→ GIVEN PASSAGE
Question

# Convert between the coordinate systems spherical: (8, \frac{\pi}{3}, \frac{\pi}{6}) Change to cylindrical.

Alternate coordinate systems
Convert between the coordinate systems. Use the conversion formulas and show work.
spherical: $$\displaystyle{\left({8},{\frac{{\pi}}{{{3}}}},{\frac{{\pi}}{{{6}}}}\right)}$$
Change to cylindrical.

2021-08-03
Given: spherical coordinates: $$\displaystyle{\left({8},{\frac{{\pi}}{{{3}}}},{\frac{{\pi}}{{{6}}}}\right)}$$.
To find: convert into, cylindrical coordinates.

→ STATED PROBLEM 1
In the conversion question, which coordinate system should the spherical point be changed to?

→ DATA SUPPLIED
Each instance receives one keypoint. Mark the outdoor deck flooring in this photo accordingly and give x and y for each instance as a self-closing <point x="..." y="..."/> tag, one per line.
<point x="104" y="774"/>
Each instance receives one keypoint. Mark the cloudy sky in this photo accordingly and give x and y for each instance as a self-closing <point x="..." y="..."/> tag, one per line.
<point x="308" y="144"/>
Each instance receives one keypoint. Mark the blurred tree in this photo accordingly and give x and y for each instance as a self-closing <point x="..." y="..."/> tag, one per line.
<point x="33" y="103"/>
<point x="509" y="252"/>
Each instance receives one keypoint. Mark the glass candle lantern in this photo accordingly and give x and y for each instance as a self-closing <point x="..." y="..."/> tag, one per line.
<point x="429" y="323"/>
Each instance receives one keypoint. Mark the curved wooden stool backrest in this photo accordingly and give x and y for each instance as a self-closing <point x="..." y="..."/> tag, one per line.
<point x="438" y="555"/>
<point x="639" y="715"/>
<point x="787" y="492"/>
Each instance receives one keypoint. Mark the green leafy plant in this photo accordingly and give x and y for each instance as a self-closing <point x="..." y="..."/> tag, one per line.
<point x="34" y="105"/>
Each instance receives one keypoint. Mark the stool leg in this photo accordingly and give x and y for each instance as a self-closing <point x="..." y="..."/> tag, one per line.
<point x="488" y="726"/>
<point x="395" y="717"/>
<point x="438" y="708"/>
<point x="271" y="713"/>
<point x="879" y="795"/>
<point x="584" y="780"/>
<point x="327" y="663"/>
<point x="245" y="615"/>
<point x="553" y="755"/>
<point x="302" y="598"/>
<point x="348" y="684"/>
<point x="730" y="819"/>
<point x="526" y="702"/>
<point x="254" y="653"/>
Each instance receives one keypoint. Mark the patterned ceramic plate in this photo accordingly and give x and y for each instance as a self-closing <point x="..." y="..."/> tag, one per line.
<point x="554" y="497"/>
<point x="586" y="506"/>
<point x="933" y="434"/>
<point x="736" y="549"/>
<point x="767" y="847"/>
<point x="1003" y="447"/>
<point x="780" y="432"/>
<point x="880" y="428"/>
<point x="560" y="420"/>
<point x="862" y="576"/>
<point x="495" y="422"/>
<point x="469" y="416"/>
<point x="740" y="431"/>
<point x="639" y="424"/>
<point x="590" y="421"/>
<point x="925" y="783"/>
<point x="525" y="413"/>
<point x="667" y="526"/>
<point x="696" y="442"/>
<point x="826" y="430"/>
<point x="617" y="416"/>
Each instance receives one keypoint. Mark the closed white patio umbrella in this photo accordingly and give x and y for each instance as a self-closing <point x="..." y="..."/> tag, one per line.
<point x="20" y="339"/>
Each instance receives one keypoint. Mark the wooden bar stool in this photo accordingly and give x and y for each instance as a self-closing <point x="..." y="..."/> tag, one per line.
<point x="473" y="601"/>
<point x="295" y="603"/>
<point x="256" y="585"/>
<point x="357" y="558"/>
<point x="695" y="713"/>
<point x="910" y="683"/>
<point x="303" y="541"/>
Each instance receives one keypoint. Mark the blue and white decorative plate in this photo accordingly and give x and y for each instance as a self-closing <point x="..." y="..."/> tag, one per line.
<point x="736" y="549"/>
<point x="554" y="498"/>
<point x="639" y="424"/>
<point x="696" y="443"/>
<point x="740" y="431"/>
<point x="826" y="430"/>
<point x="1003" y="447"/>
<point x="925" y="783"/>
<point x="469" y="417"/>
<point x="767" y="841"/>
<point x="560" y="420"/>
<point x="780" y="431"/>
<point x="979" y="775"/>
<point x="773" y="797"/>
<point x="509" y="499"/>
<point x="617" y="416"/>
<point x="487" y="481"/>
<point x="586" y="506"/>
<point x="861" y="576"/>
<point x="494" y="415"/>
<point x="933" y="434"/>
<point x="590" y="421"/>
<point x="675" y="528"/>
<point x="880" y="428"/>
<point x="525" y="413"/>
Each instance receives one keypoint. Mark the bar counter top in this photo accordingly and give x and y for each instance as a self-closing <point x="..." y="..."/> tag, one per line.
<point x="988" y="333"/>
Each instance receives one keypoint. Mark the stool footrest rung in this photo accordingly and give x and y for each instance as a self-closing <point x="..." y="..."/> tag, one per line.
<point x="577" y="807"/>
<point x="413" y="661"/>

→ STATED PROBLEM 2
Count the lines of the records that contain the word "white" and give only the number.

→ WRITTEN SOLUTION 1
Cylindrical coordinates.

→ WRITTEN SOLUTION 2
2